EXERCISE DATA:
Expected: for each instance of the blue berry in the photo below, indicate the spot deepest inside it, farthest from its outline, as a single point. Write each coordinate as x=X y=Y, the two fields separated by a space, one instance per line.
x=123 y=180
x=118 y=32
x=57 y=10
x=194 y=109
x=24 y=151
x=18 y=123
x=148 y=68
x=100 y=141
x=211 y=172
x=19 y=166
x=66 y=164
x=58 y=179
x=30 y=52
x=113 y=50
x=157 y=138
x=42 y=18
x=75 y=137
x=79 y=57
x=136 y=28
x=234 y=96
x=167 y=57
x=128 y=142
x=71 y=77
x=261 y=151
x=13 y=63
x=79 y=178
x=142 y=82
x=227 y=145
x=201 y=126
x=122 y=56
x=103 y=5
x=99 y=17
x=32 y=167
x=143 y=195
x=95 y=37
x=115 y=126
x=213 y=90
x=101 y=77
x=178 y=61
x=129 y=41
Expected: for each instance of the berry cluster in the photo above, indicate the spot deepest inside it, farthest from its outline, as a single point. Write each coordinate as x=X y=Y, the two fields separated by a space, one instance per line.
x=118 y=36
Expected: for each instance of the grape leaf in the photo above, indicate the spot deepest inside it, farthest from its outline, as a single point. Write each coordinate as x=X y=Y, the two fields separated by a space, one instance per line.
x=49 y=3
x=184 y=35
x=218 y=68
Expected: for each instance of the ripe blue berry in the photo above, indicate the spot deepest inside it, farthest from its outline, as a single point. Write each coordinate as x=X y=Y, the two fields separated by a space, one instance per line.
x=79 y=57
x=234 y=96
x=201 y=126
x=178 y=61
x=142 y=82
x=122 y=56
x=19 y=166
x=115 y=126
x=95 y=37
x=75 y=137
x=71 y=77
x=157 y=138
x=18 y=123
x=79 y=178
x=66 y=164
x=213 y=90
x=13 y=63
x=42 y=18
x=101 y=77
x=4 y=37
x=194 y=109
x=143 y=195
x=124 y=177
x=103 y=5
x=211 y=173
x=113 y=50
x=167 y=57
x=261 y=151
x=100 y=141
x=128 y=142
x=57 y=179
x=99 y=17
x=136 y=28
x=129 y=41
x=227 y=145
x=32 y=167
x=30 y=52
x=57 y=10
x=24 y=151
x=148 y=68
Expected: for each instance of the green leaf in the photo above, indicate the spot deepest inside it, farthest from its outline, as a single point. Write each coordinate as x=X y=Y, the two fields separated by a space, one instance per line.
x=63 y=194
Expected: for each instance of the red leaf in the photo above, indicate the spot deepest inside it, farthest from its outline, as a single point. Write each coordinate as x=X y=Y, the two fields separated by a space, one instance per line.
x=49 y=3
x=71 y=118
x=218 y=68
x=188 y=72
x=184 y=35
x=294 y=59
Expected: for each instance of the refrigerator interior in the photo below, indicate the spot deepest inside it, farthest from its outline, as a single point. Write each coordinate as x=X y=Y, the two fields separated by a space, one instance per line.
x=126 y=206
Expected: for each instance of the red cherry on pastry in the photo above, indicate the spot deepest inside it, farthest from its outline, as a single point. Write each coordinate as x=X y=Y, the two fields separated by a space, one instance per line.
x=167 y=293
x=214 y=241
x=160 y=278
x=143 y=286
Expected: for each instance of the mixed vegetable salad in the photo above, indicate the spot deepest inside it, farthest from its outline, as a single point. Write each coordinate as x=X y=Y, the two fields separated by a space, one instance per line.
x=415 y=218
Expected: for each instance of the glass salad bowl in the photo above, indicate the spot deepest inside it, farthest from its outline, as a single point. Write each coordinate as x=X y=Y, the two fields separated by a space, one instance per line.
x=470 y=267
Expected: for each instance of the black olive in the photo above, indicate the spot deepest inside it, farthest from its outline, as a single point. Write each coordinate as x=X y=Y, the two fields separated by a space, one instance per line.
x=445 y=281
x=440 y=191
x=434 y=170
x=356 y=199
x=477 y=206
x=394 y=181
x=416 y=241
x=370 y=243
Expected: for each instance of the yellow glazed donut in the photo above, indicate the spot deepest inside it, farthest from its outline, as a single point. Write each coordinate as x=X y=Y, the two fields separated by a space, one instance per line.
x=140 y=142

ASSIGNMENT: Each of the records is to be written out again exactly.

EXPECTED ANSWER:
Expected: for each instance of the blue berry in the photo below, indicate the spot deepest inside it, farthest from its outline, as a single point. Write each coordinate as x=X y=Y, the two fields separated by a space, one instance per line.
x=123 y=180
x=118 y=32
x=57 y=10
x=194 y=109
x=24 y=151
x=18 y=123
x=148 y=68
x=100 y=141
x=211 y=172
x=19 y=166
x=66 y=164
x=58 y=179
x=30 y=52
x=113 y=50
x=157 y=138
x=42 y=18
x=75 y=137
x=79 y=57
x=136 y=28
x=234 y=96
x=167 y=57
x=128 y=142
x=71 y=77
x=261 y=151
x=13 y=63
x=79 y=178
x=142 y=82
x=227 y=145
x=201 y=126
x=122 y=56
x=103 y=5
x=99 y=17
x=32 y=167
x=143 y=195
x=95 y=37
x=115 y=126
x=213 y=90
x=101 y=77
x=178 y=61
x=129 y=41
Expected: for each instance of the berry cluster in the photo above, indicate the spot deepest inside it, farthest from its outline, as a single point. Write each coordinate as x=X y=Y, the two fields separated by a space, one instance per line.
x=118 y=36
Expected: for each instance of the grape leaf in the photo above, indicate the spot deepest inside it, farthest from its outline, as a single point. Write each coordinate as x=X y=Y, the two fields separated by a space, one instance per line.
x=49 y=3
x=184 y=35
x=218 y=68
Expected: for each instance of the ripe blue berry in the photo above, indicate the spot deepest inside it, farthest from its outline, as a single point. Write each coordinate as x=X y=Y, the two fields separated by a space, one instance per line.
x=79 y=57
x=234 y=96
x=201 y=126
x=178 y=61
x=142 y=82
x=122 y=56
x=19 y=166
x=115 y=126
x=95 y=37
x=75 y=137
x=71 y=77
x=157 y=138
x=18 y=123
x=79 y=178
x=66 y=164
x=213 y=90
x=13 y=63
x=42 y=18
x=101 y=77
x=4 y=37
x=194 y=109
x=143 y=195
x=124 y=177
x=103 y=5
x=211 y=173
x=113 y=50
x=167 y=57
x=261 y=151
x=100 y=141
x=128 y=142
x=57 y=179
x=99 y=17
x=136 y=28
x=129 y=41
x=227 y=145
x=32 y=167
x=30 y=52
x=57 y=10
x=24 y=151
x=148 y=68
Expected: for each instance of the green leaf in the photo above, indicate the spot deepest inside it, farthest from its outline, as a single point. Write each coordinate as x=X y=Y, the two fields separated by a space, one instance per line.
x=63 y=194
Expected: for each instance of the red leaf in the photo above, indicate the spot deepest inside it, farthest from its outline, as a single point. Write each coordinate as x=X y=Y, the two fields separated by a space, one instance per line.
x=49 y=3
x=71 y=118
x=218 y=68
x=188 y=72
x=184 y=35
x=294 y=59
Expected: for each instance of the refrigerator interior in the photo below, indicate the spot deepest inside it, farthest from its outline, as a single point. Write each coordinate as x=X y=Y, the two fields separated by a space, one instance per line.
x=126 y=206
Expected: for each instance of the red cherry on pastry in the photo above, indicate the spot deepest inside it, farthest from its outline, as a single point. Write each coordinate as x=X y=Y, the two fields separated by a space, one instance per line.
x=167 y=293
x=214 y=241
x=160 y=278
x=143 y=286
Expected: for each instance of the mixed vegetable salad in the photo above, indicate the spot deepest inside it, farthest from its outline, as a single point. Write each coordinate as x=X y=Y, the two fields separated by a space, one instance per line.
x=415 y=218
Expected: for each instance of the glass salad bowl in the photo above, indicate the spot deepest inside it, farthest from its outline, as a single point. Write each coordinate as x=X y=Y, the two fields separated by a space, one instance per line.
x=470 y=267
Expected: for each instance of the black olive in the photo above, indicate the spot deepest inside it, farthest from its outline, as a single point. Write each coordinate as x=X y=Y, the two fields separated by a space, one instance per line.
x=445 y=281
x=440 y=191
x=434 y=170
x=356 y=199
x=477 y=206
x=394 y=181
x=416 y=241
x=370 y=243
Expected: for each instance of the yellow glazed donut in the photo above, indicate the spot deepest inside it, farthest from its outline, as a single point. Write each coordinate as x=X y=Y, the two fields separated by a space, one instance per line.
x=140 y=142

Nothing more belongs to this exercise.